## [EXERCISE BRIEF]
Copy every record below, exactly as written.

== GIVEN RECORDS ==

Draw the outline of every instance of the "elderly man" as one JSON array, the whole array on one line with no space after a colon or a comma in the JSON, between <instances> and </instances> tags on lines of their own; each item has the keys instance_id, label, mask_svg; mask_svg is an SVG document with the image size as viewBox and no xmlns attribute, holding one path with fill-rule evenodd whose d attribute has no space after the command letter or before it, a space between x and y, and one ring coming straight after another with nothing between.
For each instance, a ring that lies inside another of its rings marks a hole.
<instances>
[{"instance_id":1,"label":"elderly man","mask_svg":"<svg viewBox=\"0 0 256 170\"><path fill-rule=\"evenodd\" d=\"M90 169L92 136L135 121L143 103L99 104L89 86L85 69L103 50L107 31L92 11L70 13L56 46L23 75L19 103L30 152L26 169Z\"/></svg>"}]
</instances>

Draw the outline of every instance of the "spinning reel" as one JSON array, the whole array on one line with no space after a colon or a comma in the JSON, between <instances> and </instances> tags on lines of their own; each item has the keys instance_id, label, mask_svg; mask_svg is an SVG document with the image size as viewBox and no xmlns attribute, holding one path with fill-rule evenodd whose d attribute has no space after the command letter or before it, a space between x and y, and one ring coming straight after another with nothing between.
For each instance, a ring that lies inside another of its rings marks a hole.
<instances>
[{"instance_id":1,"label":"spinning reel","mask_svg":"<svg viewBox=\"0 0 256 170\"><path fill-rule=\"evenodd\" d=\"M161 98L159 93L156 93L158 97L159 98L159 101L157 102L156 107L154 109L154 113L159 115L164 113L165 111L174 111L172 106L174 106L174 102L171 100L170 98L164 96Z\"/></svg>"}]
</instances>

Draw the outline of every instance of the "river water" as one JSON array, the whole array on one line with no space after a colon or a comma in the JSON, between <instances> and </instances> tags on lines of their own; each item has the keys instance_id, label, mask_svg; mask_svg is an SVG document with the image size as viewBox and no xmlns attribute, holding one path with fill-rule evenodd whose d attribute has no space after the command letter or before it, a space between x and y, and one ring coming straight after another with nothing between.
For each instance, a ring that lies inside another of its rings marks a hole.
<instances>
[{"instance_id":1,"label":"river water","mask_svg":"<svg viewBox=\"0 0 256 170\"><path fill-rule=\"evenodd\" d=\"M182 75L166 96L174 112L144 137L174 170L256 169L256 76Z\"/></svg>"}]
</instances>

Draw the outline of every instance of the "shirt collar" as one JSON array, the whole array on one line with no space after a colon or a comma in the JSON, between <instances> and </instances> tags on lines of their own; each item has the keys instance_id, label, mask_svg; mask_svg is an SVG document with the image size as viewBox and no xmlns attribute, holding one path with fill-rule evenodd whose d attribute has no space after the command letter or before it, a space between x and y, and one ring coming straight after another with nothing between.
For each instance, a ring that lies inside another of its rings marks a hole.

===

## [SOLUTION TO THE PROBLEM]
Draw the outline of every instance of the "elderly man" as one JSON array, the whole array on one line with no space after a colon or a comma in the JSON, between <instances> and </instances> tags on lines of their own; each item has the keys instance_id, label, mask_svg; mask_svg is an SVG document with the image size as viewBox and no xmlns attribute, holding one path with fill-rule evenodd whose d attribute has no space after the command letter or before it, a space between x and y, and one ring coming straight after another with nothing between.
For each instance, a ring that lies inside another of its rings marks a hole.
<instances>
[{"instance_id":1,"label":"elderly man","mask_svg":"<svg viewBox=\"0 0 256 170\"><path fill-rule=\"evenodd\" d=\"M90 169L92 136L135 121L143 103L99 104L89 86L85 69L103 50L107 31L92 11L70 13L56 46L23 75L19 103L30 152L26 169Z\"/></svg>"}]
</instances>

Draw the outline of every instance of the "spinning reel" as one JSON array, the whole array on one line with no space after a colon or a comma in the JSON, between <instances> and </instances> tags on lines of their own; each item has the keys instance_id, label, mask_svg; mask_svg is an SVG document with the image size as viewBox and no xmlns attribute, holding one path with fill-rule evenodd whose d attribute has no space after the command letter or before it, a space between x and y, and one ring coming straight after another with nothing between.
For each instance, a ring that lies inside another of its rings marks a hole.
<instances>
[{"instance_id":1,"label":"spinning reel","mask_svg":"<svg viewBox=\"0 0 256 170\"><path fill-rule=\"evenodd\" d=\"M161 98L159 93L156 93L158 97L159 98L159 101L157 102L156 107L154 109L154 113L159 115L164 113L165 111L174 111L172 106L174 106L174 102L171 100L170 98L164 96Z\"/></svg>"}]
</instances>

Draw the outline of every instance of the "river water" as one JSON array, the whole array on one line with no space after a colon or a comma in the JSON, between <instances> and </instances> tags on lines of their own; each item has the keys instance_id, label, mask_svg; mask_svg is an SVG document with the image size as viewBox and no xmlns attribute, holding one path with fill-rule evenodd whose d attribute has no space after the command letter or before it, a space between x and y, and one ring coming straight after another with nothing between.
For each instance, a ring that lies inside another of its rings marks a hole.
<instances>
[{"instance_id":1,"label":"river water","mask_svg":"<svg viewBox=\"0 0 256 170\"><path fill-rule=\"evenodd\" d=\"M182 75L166 96L174 112L144 137L174 170L256 169L256 76Z\"/></svg>"}]
</instances>

Draw the outline of every instance of the "shirt collar" as one JSON array, the whole array on one line with no space after a colon or a comma in the JSON, between <instances> and </instances> tags on lines of their own; each item has the keys instance_id, label, mask_svg; mask_svg is an SVG document with the image size as viewBox and no xmlns attribute, holding one path with fill-rule evenodd whose d attribute has no space after the command letter or before it, a space between x and y, and one ring coming straight after another with nothing between.
For each instance, a ring that lies inside another of its rings marks a hole.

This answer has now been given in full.